Description of the task: Rewrite the items from the line containing "Objective — for every instance of the person in" through the end of the items, replacing "thickest part" with "widest part" and leaving everything else unchanged.

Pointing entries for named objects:
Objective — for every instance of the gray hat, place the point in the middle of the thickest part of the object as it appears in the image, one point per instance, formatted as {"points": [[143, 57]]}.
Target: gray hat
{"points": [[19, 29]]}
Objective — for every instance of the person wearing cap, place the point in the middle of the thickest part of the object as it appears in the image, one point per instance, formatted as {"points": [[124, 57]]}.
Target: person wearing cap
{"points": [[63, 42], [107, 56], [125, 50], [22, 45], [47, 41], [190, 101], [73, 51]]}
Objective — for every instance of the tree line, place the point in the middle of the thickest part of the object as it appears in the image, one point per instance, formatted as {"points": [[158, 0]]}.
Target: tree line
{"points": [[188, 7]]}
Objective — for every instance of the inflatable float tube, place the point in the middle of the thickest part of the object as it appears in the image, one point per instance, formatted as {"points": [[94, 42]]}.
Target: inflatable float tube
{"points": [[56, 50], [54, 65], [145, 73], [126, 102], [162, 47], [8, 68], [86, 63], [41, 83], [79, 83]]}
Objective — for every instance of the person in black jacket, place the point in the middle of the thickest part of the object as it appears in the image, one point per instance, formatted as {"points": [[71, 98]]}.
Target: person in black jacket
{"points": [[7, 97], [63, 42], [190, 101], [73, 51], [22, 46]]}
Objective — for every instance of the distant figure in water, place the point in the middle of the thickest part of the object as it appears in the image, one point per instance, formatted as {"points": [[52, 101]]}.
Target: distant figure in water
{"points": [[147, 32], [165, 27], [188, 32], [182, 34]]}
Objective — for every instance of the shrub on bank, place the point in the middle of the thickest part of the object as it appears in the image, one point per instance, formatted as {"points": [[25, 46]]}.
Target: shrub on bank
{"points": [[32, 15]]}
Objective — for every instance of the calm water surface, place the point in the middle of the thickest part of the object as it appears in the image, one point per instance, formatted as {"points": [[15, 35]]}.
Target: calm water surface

Answer to this task:
Objective — for every instance of the person in black jacket, place the point in the middle of the widest part of the object as it appears in the image, one point per instance, formatted as {"points": [[71, 98]]}.
Target: person in black jacket
{"points": [[7, 97], [63, 42], [190, 101], [73, 51], [22, 46]]}
Objective — for every instance of the distant figure in water, place the point in the middle of the widest part of the object as it appears in the image, one point per instance, formatted as {"points": [[52, 101]]}.
Target: distant figure in water
{"points": [[147, 32], [165, 27], [188, 32], [182, 34]]}
Objective — for every instance of the shrub on bank, place the point in the middle of the widest part of the object as it appears in the image, one point per instance, formatted as {"points": [[25, 46]]}.
Target: shrub on bank
{"points": [[32, 15]]}
Objective — for every instance of the calm water surface, place the point in the middle of the widest part of the object as it appears in the image, one point per instance, formatted as {"points": [[15, 35]]}.
Target: calm water surface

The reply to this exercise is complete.